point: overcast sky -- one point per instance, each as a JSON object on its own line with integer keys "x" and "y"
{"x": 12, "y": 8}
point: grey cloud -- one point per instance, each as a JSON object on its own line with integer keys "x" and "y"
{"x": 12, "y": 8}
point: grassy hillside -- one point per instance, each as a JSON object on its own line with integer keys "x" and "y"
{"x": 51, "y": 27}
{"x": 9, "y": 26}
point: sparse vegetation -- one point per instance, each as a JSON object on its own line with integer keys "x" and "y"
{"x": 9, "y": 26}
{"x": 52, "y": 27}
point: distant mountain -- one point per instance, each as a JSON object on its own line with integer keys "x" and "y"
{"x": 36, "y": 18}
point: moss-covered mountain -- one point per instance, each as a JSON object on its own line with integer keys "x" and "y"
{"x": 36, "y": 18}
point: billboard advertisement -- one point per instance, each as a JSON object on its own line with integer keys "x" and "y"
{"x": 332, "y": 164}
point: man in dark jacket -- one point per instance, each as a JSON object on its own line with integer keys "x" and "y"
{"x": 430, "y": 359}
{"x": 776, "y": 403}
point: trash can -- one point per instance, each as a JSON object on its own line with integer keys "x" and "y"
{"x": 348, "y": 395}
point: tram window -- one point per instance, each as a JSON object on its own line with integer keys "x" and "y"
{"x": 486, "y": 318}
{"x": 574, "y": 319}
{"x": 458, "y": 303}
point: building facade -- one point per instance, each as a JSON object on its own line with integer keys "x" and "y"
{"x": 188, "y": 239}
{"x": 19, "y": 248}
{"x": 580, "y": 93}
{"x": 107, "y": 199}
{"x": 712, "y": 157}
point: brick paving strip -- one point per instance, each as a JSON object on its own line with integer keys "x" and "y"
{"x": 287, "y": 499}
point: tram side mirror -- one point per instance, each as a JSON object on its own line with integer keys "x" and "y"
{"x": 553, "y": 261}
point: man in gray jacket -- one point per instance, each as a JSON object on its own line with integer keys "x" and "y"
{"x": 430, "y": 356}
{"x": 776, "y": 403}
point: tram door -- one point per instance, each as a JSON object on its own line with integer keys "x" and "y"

━━━━━━━━━━━━━━━━━━━━

**INSTRUCTIONS TO FOLLOW**
Rewrite all the records above, replacing every "tram" with "streetcar" and leaving everything else unchanged.

**RESULT BELOW**
point: overcast sky -- one point per instance, each as a JSON object on its own line with integer keys "x" and "y"
{"x": 12, "y": 8}
point: grey cloud -- one point per instance, each as a JSON object on its own line with integer keys "x" and "y"
{"x": 12, "y": 8}
point: grassy hillside -- one point per instance, each as a JSON object on its own line with integer keys "x" and "y"
{"x": 51, "y": 27}
{"x": 9, "y": 26}
point: sparse vegetation -- one point per instance, each as a JSON object on its own line with integer keys "x" and "y"
{"x": 9, "y": 26}
{"x": 52, "y": 27}
point: distant mountain -- one point per instance, each as a JSON object on its own line with integer keys "x" and "y"
{"x": 36, "y": 18}
point: moss-covered mountain -- one point per instance, each as a JSON object on its own line with integer keys "x" and "y"
{"x": 36, "y": 18}
point: billboard advertisement -- one point per instance, each as a JSON object on its own line with integer keys "x" and "y"
{"x": 332, "y": 164}
point: man in dark jacket -- one point per instance, each as a JSON object on its own line with integer keys "x" and "y"
{"x": 430, "y": 359}
{"x": 776, "y": 403}
point: trash can -- one point per instance, each as a JSON object on its own line with integer keys "x" and "y"
{"x": 348, "y": 395}
point: streetcar window -- one point per instance, each as a JSON object on its own line with integer keys "x" and "y"
{"x": 486, "y": 318}
{"x": 574, "y": 319}
{"x": 458, "y": 303}
point: building facade -- one point per instance, each as a JSON object on its own line with integer keys "x" and "y"
{"x": 188, "y": 239}
{"x": 19, "y": 248}
{"x": 580, "y": 93}
{"x": 107, "y": 199}
{"x": 712, "y": 157}
point: brick paving strip -- one point per instance, each as a JSON object on its own line with integer keys "x" and "y"
{"x": 287, "y": 499}
point: streetcar side mirror -- one point per instance, each as a JSON object on its own line with integer keys "x" and "y"
{"x": 553, "y": 261}
point: man in gray jacket -- one point per instance, each as a JSON object on its own line with integer keys "x" and "y"
{"x": 430, "y": 356}
{"x": 776, "y": 403}
point: streetcar door -- one point per instance, each as a JSON object on its own line with integer keys "x" and "y"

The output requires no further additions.